:: WORK TO COMPLETE ::
• 1. Copy the profile of Radomir Vojtech Luza from "Author Radomir Vojtech" to "the male psyche.", inclusive, and change "Pushcart" to "Pulitzer" wherever it appears in that span.
• 2. Carry the profile of Radomir Vojtech Luza on from its final sentence.

:: TEXT TO READ ::
“Poetry, art & life should come straight from the heart, straight from the soul.”
Author Radomir Vojtech Luza of North Hollywood is an avid supporter of poetry. As host of Unbuckled: NoHo Poetry along with Author Mary Mann, Luza has become what some might argue the Patron Saint of Los Angeles poetry. Quite fitting indeed that his poem ‘The Second John Paul’ was recently nominated for a Pushcart Award - The Best of Small Press Publishing and appears in the anthology ‘Meditations on Divine Names’.
In addition to a well-deserved Pushcart nomination Radomir Vojtech Luza is a contributor to the forthcoming anthology Men in the Company of Women: An Anthology of Praise & Persuasion due for release January 30, 2013. This publication is a surprisingly, candid, honest and cutting edge collective of contemporary literature written by men from across the globe. Each passage is an open door, highlighting the impact women have had on the male psyche.
Radomir Vojtech Luza possesses the devotion to literature the city of Los Angeles is hungry for. So many of our citizens have been silenced, be it through social stigma, language barriers or statistic. Luza’s ultimate goal is to bring literature to the frontlines of the community and back shadows of the less fortunate by visiting prisons, schools, shelters and libraries, and by offering Los Angeles a true presence and hope through artistic vision.

:: DATA PROVIDED ::
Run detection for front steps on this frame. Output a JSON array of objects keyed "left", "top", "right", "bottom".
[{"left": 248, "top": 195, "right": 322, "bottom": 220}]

:: ANSWERS BY TASK ::
• 1.
Author Radomir Vojtech Luza of North Hollywood is an avid supporter of poetry. As host of Unbuckled: NoHo Poetry along with Author Mary Mann, Luza has become what some might argue the Patron Saint of Los Angeles poetry. Quite fitting indeed that his poem ‘The Second John Paul’ was recently nominated for a Pulitzer Award - The Best of Small Press Publishing and appears in the anthology ‘Meditations on Divine Names’.
In addition to a well-deserved Pulitzer nomination Radomir Vojtech Luza is a contributor to the forthcoming anthology Men in the Company of Women: An Anthology of Praise & Persuasion due for release January 30, 2013. This publication is a surprisingly, candid, honest and cutting edge collective of contemporary literature written by men from across the globe. Each passage is an open door, highlighting the impact women have had on the male psyche.

• 2.
Over the last few decades the poetry community in Los Angeles has been growing, expanding and becoming a more widespread movement and Luza has been a huge contributor to this endeavor. Besides his poetry reading, he supports poetry readings all over Los Angeles and has been an enormous advocate of literacy and the arts.
There is a dire need to keep literacy alive in Los Angeles and across the globe and the freedom of creativity and the hunger for wisdom is the pulse behind the poetry community today. It is a tangible and passionate force, which is so important for citizens who may not have otherwise been exposed to the fine art of poetry and expression.
Radomir is a generous poet, one who pays it forward and leaves little breathing room for ego. Not only does he feature a wide range of poets and thespians to Unbuckled: NoHo Poetry, a first Saturday of the month series at T.U. Studios, he truly takes to heart the spirit of each talent. By offering his guests a brief commentary to welcome featured readers to the audience Unbuckled has become a truly unique venue and a NoHo Arts District staple. In addition, he also allows poets an avenue of publication through his column for the local Patch, an online media outlet.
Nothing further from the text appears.